*TEXT SEGMENT:*
The school is called ‘School of Tyres’ because it was built with tyres in 2009 thanks to the help of the Italian NGO Vento di Terra (Wind of Earth), the Comboni Sisters, Rabbis for human rights and other NGOs.

It has nine classes for 170 pupils, boys and girls, 35-40 from the village, whilst the others come from the surrounding areas.

For the two nuns, the Israeli government plans to move the residents to a place near al-Jabal, the hill, a garbage dumb. "It's very, very narrow. It raises the question of where the residents’ small herds will go.”

The new site should include a prefabricated school but for residents only. So "Where will the other children go?” Sister Agnese asks. “For them it would mean going to school in Ramallah, Jericho . . . but they are far away, there is no school bus service, and the road is very dangerous, because it is a very busy highway."

NGOs like B'tselem have slammed the decision, because it was based on the idea that the Bedouins built without a permit when in fact it is impossible for them to get one.

“The Palestinians cannot build legally and are excluded from the decision-making mechanisms that determine how their lives will look,” B'tselem said.

In light of the situation, many outsiders have expressed solidarity towards the villagers, Sister Agnese and Sister Azezet said.

“At present, many Israeli and Palestinian activists are here,” Sister Agnese said. “They have been coming for months to sleep here so that the community does not feel alone, to make them feel that they have support.”

*PROBLEMS TO SOLVE:*
**a)** Answer these questions from the passage on the School of Tyres:
(i) In what year was the school built?
(ii) How many pupils does the school have?
(iii) Which NGO is quoted as saying the Palestinians cannot build legally?
**b)** Return, word for word, the part of the passage on the School of Tyres starting at "The school is" and ending at "and other NGOs.".
The listing that follows plays no part in the work here.

*LISTED ENTRIES:*
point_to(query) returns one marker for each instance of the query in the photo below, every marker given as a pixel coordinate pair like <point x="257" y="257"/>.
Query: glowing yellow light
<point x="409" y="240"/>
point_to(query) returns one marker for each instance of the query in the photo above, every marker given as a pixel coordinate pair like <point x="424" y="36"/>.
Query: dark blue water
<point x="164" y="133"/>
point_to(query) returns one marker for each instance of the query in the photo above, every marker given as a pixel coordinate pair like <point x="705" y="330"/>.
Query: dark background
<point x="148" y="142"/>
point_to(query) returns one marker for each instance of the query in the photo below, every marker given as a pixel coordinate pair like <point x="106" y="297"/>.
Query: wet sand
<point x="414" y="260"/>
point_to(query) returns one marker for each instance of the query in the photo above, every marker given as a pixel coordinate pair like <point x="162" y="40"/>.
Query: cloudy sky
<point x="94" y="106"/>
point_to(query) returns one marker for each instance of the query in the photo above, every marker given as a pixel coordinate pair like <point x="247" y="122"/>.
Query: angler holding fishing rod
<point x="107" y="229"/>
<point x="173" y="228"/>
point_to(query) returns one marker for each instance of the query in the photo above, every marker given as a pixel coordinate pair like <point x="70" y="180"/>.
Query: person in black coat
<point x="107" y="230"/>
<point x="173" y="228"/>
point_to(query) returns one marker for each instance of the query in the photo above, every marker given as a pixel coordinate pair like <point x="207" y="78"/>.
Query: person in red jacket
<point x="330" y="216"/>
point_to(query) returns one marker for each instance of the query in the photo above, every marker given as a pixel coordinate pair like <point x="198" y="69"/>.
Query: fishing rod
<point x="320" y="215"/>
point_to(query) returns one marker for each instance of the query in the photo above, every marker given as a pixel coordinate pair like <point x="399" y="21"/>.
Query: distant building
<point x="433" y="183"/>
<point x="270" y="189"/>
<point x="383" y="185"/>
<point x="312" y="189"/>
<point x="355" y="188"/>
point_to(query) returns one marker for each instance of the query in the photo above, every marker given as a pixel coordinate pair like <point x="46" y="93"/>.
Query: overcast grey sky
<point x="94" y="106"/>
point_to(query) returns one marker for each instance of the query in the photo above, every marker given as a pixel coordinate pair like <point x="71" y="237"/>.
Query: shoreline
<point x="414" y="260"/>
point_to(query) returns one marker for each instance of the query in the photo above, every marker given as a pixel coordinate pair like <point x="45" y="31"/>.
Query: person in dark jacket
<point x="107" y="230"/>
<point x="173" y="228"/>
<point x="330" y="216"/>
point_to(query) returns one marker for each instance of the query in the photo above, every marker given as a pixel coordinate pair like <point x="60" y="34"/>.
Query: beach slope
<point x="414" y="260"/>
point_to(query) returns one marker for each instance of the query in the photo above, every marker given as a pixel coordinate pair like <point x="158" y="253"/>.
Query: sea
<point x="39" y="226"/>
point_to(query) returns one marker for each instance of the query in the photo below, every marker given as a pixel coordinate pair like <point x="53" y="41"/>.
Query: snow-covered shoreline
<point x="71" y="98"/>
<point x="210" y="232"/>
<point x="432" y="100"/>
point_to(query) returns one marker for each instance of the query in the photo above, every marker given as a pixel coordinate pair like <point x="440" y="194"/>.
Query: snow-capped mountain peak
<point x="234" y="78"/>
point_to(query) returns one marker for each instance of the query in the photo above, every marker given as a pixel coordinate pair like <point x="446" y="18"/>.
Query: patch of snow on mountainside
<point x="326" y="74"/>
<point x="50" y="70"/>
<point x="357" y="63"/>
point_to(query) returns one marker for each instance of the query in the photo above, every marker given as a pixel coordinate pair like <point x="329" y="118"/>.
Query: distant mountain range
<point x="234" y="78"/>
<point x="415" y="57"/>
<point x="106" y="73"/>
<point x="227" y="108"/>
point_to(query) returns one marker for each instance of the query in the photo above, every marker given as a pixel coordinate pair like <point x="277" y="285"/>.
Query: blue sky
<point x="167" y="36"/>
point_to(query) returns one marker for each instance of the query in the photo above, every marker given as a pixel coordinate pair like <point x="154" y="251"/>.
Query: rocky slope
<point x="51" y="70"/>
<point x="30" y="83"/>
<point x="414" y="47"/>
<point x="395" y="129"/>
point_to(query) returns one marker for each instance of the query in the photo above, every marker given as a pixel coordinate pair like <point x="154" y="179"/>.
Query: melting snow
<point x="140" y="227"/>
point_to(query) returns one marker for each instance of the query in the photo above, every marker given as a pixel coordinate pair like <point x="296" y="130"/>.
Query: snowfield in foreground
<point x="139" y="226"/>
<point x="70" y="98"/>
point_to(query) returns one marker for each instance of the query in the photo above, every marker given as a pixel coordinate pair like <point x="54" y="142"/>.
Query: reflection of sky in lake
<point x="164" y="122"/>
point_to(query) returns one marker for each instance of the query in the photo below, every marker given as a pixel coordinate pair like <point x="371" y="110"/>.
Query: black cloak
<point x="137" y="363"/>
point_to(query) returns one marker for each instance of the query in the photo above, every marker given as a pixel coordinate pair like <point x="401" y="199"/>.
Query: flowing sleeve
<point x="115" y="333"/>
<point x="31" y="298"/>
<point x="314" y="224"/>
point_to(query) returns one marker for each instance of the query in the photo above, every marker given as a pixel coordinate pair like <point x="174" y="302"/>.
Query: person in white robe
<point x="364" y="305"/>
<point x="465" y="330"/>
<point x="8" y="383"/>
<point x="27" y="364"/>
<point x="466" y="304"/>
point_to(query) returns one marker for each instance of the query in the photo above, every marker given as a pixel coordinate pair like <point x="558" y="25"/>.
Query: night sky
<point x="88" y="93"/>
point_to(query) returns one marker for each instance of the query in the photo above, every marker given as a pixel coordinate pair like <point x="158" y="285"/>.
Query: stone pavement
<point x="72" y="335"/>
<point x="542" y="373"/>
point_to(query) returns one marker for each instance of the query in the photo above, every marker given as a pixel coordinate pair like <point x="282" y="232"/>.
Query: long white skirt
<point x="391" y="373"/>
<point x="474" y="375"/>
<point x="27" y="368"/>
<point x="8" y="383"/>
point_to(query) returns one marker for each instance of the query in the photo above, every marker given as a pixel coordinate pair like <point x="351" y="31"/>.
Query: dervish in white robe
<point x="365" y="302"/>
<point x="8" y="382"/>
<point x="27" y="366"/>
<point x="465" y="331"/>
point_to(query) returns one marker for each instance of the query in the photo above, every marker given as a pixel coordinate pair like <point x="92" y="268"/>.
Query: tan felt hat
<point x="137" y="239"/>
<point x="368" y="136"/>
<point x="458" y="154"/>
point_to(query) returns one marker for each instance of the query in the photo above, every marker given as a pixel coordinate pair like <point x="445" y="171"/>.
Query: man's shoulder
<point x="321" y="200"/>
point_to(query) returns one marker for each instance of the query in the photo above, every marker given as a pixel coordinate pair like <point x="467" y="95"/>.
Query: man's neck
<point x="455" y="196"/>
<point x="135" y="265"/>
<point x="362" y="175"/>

*RESPONSES IN ORDER:*
**a)**
(i) 2009
(ii) 170
(iii) B'tselem

**b)**
The school is called ‘School of Tyres’ because it was built with tyres in 2009 thanks to the help of the Italian NGO Vento di Terra (Wind of Earth), the Comboni Sisters, Rabbis for human rights and other NGOs.